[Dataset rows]
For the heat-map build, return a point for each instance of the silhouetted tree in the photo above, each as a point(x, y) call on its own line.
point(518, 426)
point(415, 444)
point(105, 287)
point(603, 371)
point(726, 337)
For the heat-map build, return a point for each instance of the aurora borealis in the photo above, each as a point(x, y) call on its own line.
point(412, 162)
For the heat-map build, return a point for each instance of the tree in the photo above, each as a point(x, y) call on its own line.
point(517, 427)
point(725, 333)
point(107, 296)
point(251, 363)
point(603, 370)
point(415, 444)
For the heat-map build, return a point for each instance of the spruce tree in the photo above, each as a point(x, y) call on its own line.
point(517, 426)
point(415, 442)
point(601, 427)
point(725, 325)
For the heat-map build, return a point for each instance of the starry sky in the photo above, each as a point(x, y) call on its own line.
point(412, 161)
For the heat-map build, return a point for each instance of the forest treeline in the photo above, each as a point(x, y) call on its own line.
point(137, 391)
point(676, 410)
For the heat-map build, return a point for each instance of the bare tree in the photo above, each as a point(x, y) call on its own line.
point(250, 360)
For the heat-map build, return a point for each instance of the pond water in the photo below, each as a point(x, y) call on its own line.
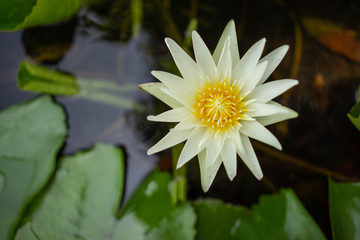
point(97, 44)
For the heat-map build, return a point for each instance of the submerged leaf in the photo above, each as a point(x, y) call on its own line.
point(35, 78)
point(20, 14)
point(31, 134)
point(279, 216)
point(344, 201)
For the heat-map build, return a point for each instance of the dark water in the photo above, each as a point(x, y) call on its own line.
point(97, 44)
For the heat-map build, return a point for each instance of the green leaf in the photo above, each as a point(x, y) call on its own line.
point(152, 204)
point(218, 220)
point(354, 115)
point(20, 14)
point(344, 201)
point(82, 201)
point(31, 134)
point(35, 78)
point(279, 216)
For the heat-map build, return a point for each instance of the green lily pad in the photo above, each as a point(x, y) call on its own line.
point(354, 115)
point(82, 201)
point(20, 14)
point(152, 204)
point(218, 220)
point(31, 135)
point(344, 201)
point(278, 216)
point(32, 77)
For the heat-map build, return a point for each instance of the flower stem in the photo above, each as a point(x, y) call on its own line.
point(301, 163)
point(179, 176)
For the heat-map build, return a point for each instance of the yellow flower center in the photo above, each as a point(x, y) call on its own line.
point(219, 105)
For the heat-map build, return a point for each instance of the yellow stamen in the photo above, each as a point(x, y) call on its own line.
point(220, 104)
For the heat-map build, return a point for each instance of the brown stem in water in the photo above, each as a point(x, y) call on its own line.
point(301, 163)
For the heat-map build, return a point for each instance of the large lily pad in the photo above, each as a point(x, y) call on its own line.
point(344, 200)
point(20, 14)
point(31, 134)
point(83, 199)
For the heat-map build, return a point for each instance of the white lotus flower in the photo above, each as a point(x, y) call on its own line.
point(219, 102)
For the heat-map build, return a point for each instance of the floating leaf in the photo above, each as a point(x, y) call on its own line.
point(152, 203)
point(35, 78)
point(354, 114)
point(344, 201)
point(31, 134)
point(279, 216)
point(20, 14)
point(218, 220)
point(333, 37)
point(82, 201)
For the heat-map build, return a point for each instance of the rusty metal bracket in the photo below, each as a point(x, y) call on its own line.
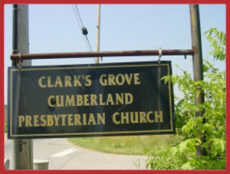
point(19, 62)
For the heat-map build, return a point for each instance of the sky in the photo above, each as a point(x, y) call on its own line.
point(54, 28)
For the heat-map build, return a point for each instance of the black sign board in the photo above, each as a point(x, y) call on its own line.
point(90, 100)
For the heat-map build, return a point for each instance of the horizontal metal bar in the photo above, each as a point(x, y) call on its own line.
point(101, 54)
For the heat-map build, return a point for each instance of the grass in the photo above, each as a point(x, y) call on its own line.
point(132, 145)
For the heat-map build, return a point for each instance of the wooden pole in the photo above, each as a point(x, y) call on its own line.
point(197, 61)
point(23, 149)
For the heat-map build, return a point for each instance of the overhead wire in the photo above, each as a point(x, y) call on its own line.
point(81, 26)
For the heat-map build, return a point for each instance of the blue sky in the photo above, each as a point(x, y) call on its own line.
point(53, 28)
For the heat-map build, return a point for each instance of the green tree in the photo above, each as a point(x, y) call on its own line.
point(183, 155)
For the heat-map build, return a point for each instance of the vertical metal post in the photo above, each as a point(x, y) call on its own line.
point(98, 29)
point(23, 149)
point(197, 60)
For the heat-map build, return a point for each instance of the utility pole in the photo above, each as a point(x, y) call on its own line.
point(23, 148)
point(197, 61)
point(98, 30)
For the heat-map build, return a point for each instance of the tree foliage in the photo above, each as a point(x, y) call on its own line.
point(183, 155)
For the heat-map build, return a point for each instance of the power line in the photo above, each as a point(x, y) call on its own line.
point(81, 25)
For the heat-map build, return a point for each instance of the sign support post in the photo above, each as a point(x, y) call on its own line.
point(23, 151)
point(197, 61)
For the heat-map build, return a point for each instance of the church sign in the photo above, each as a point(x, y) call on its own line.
point(90, 100)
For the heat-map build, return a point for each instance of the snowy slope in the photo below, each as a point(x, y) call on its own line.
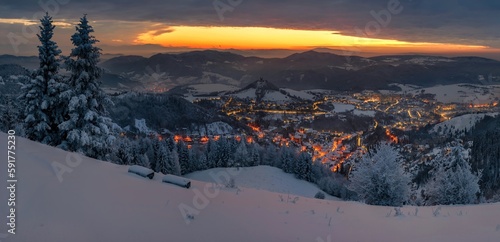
point(460, 123)
point(265, 178)
point(204, 89)
point(99, 201)
point(463, 93)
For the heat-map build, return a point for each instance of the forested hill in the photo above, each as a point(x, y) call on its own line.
point(486, 153)
point(160, 111)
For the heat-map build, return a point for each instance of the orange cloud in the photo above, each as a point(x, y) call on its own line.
point(274, 38)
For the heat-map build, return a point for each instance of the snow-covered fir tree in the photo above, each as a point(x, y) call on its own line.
point(379, 178)
point(287, 159)
point(45, 109)
point(270, 158)
point(254, 154)
point(173, 164)
point(162, 159)
point(183, 153)
point(87, 129)
point(453, 181)
point(241, 156)
point(303, 166)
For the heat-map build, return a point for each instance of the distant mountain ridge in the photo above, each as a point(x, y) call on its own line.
point(307, 70)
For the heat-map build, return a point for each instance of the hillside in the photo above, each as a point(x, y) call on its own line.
point(265, 178)
point(99, 201)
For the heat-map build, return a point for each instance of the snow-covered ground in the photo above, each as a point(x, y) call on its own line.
point(456, 93)
point(300, 94)
point(201, 89)
point(215, 128)
point(265, 178)
point(341, 107)
point(99, 201)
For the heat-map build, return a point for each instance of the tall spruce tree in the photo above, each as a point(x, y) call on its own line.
point(44, 109)
point(379, 178)
point(87, 129)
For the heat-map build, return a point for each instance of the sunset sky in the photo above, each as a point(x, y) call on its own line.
point(360, 27)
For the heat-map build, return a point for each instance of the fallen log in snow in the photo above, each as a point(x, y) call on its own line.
point(177, 180)
point(141, 171)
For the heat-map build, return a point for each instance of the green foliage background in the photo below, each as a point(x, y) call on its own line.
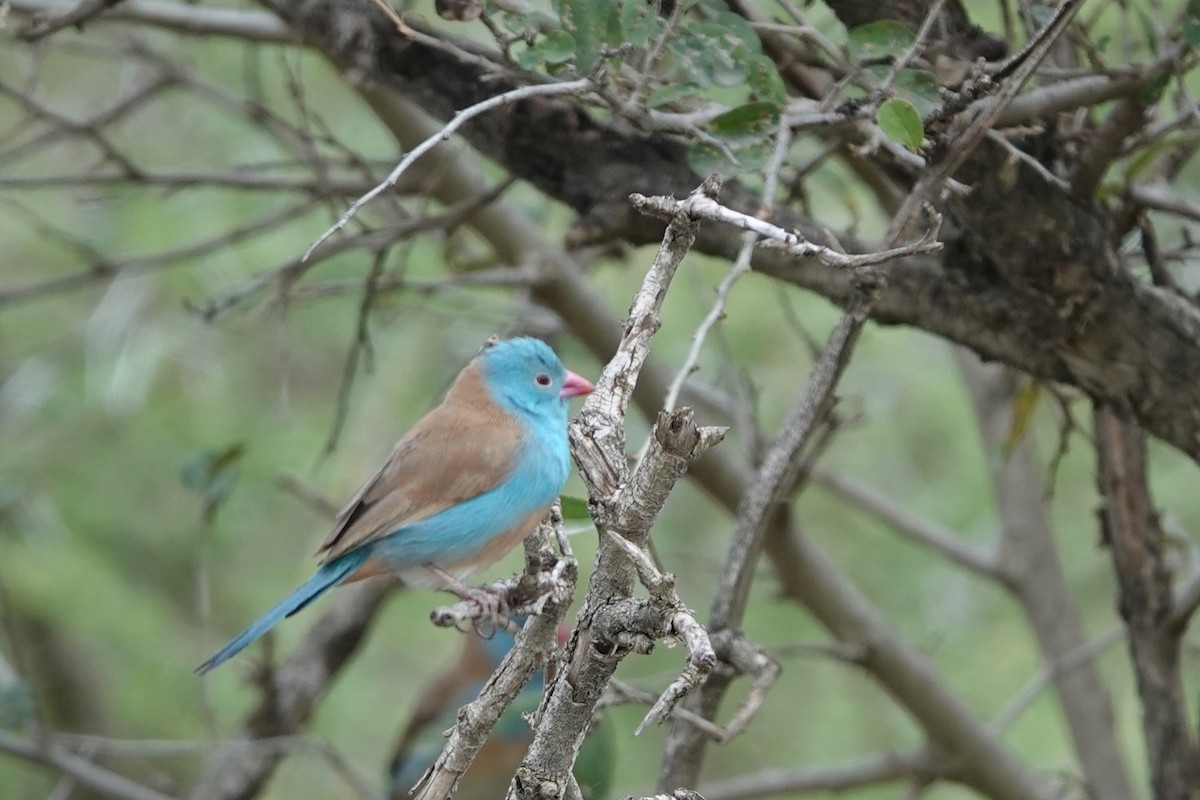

_WHAT YOU WILL DO_
Rewrite the entire listing above, changing every "heat-map build" to "density map" and keeping everything else the same. Omit the pictures from your version.

_COMPLETE ANSWER_
For the density map, return a point for each instance of the silhouetted tree in the photo above, each as a point(x, y) call on its own line.
point(518, 426)
point(415, 444)
point(105, 287)
point(603, 371)
point(726, 337)
For the density map, return a point for each instance of the aurora borealis in the photo above, each as a point(x, y) call on its own line.
point(412, 162)
For the density map, return a point for each instance of the tree in the photo above, each as a point(x, y) call on its own line.
point(517, 427)
point(725, 333)
point(107, 296)
point(251, 363)
point(603, 370)
point(415, 444)
For the density map, return a point for each instance of the spruce tree in the photo above, each as a point(x, y) call on its own line.
point(517, 426)
point(415, 442)
point(601, 427)
point(725, 325)
For the density map, return a point for each instance of the starry sky in the photo above, each as a point(x, y) call on its own line.
point(412, 161)
For the density map, return a point for each instance of the forest treeline in the photo above, each as a point(x, y) call on its own line.
point(137, 391)
point(676, 410)
For the density map, return a point for each instance of the bare tree in the photo above, each as a point(x, y) call on its own line.
point(250, 360)
For the density map, return a point for each instance of the pond water in the photo below, each as a point(x, y) call on its own line.
point(97, 44)
For the density map, return a point for each instance of the submerged leaf in the photo above, each as a point(x, y) call on its own line.
point(35, 78)
point(20, 14)
point(31, 134)
point(279, 216)
point(344, 201)
For the density map, return a point for each instance of the dark water in the photo above, each as a point(x, y) call on its own line.
point(97, 44)
For the density map, return a point for each instance of the green leaf in the photo above, each as a point(x, y) call on its own line.
point(152, 204)
point(218, 220)
point(354, 115)
point(20, 14)
point(344, 201)
point(82, 201)
point(31, 134)
point(35, 78)
point(279, 216)
For the density map, return a point for each instance of the green lily pad in the photo above, each as a point(x, y) call on its own line.
point(354, 115)
point(82, 201)
point(20, 14)
point(152, 204)
point(218, 220)
point(31, 135)
point(344, 201)
point(278, 216)
point(32, 77)
For the density map, return a point for each instance of the flower stem in the photo above, each as a point(x, y) call on its own line.
point(301, 163)
point(179, 176)
For the density map, return a point for each instance of the yellow flower center in the photo above, each as a point(x, y) call on its own line.
point(219, 105)
For the density map, return a point for each instance of the yellow stamen in the photo above, each as a point(x, y) call on its own line.
point(220, 104)
For the density map, return a point for each instance of the brown stem in water in the photo above, each as a point(x, y) call on its own line.
point(301, 163)
For the density map, return a point for each instance of the large lily pad in the photo above, each as a point(x, y) call on its own line.
point(344, 200)
point(20, 14)
point(31, 134)
point(83, 199)
For the density map, return a point for each instance of the white lotus flower in the photo above, each as a point(x, y) call on its own line.
point(219, 102)
For the density map, return a point for each instance of the floating leaf in the photo above, each as a point(x, y) call on its own line.
point(152, 203)
point(35, 78)
point(354, 114)
point(344, 201)
point(31, 134)
point(279, 216)
point(20, 14)
point(218, 220)
point(333, 37)
point(82, 201)
For the density map, return a point for each instance of the rusty metal bracket in the photo below, each as a point(x, y) call on its own line.
point(19, 62)
For the density map, return a point for each instance of the sky in the photo above, each as a point(x, y) call on its own line.
point(54, 28)
For the density map, return a point for each instance of the black sign board in the photo above, each as a point(x, y) call on its own line.
point(90, 100)
For the density map, return a point for each instance of the horizontal metal bar in the photo above, each as a point(x, y) call on its own line.
point(101, 54)
For the density map, return a point for each instance of the grass in the photo above, each as a point(x, y) call on its own line.
point(132, 145)
For the density map, return a point for each instance of the wooden pole in the photo above, each as a point(x, y) call on its own line.
point(197, 61)
point(23, 149)
For the density map, return a point for each instance of the overhead wire in the photo above, each as a point(x, y) call on its own line.
point(81, 26)
For the density map, return a point for each instance of the blue sky in the photo above, each as a point(x, y) call on its own line.
point(53, 28)
For the density map, return a point for each instance of the green tree in the photo above, each as a point(x, y) call on its own line.
point(183, 155)
For the density map, return a point for each instance of the vertical metal post in the photo above, each as a point(x, y) call on its own line.
point(98, 29)
point(23, 149)
point(197, 60)
For the density map, return a point for each instance of the utility pole in the photo above, each as a point(x, y) call on its own line.
point(23, 148)
point(197, 61)
point(98, 30)
For the density map, return a point for each instance of the tree foliage in the photo above, each as a point(x, y) call on its own line.
point(183, 155)
For the density map, return a point for each instance of the power line in the photo above, each as a point(x, y) call on its own line.
point(81, 25)
For the density map, return a point for each instance of the sign support post in the photo above, each as a point(x, y) call on its own line.
point(23, 151)
point(197, 61)
For the density map, return a point for each instance of the church sign in the photo above, each as a point(x, y) call on its own line.
point(90, 100)
For the density map, return a point for each instance of the snowy slope in the photo below, each as a point(x, y) call on its own line.
point(460, 123)
point(265, 178)
point(204, 89)
point(99, 201)
point(463, 93)
For the density map, return a point for each instance of the forested hill in the photo above, each as a point(x, y) call on its own line.
point(486, 153)
point(160, 111)
For the density map, return a point for each instance of the orange cloud in the photo above, each as a point(x, y) call on its own line.
point(274, 38)
For the density map, return a point for each instance of the snow-covered fir tree in the photo above, each as a point(x, y) call on its own line.
point(379, 178)
point(287, 159)
point(45, 109)
point(270, 158)
point(254, 154)
point(173, 164)
point(162, 159)
point(183, 153)
point(87, 129)
point(453, 181)
point(241, 156)
point(303, 166)
For the density map, return a point for each instance of the distant mountain ridge in the photo above, each as a point(x, y) call on its own line.
point(307, 70)
For the density map, return a point for each instance of the hillside in the photo above, each as a point(x, y) call on its own line.
point(265, 178)
point(99, 201)
For the density map, return a point for each instance of the snow-covered ground in the photo above, each as a point(x, y) call on its own line.
point(456, 93)
point(300, 94)
point(201, 89)
point(215, 128)
point(265, 178)
point(341, 107)
point(99, 201)
For the density map, return a point for each instance of the tall spruce tree in the photo above, each as a point(x, y) call on its own line.
point(44, 109)
point(379, 178)
point(87, 129)
For the density map, return a point for each instance of the sunset sky in the photo above, each as a point(x, y) call on its own line.
point(360, 27)
For the density map, return a point for each instance of the fallen log in snow in the photo above, each as a point(x, y) call on its own line.
point(177, 180)
point(141, 171)
For the density map, return a point for each instance of the green foliage background in the photo below, each as a point(x, y) call on its own line.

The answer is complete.